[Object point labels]
— start —

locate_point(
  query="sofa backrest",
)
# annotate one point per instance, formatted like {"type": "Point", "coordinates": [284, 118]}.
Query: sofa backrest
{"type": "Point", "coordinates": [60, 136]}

— end —

[AIM] Copy out every line of the records above without changing anything.

[CORRECT RESULT]
locate_point(
  query="sofa backrest",
)
# annotate one point per instance, formatted like {"type": "Point", "coordinates": [284, 118]}.
Query: sofa backrest
{"type": "Point", "coordinates": [60, 136]}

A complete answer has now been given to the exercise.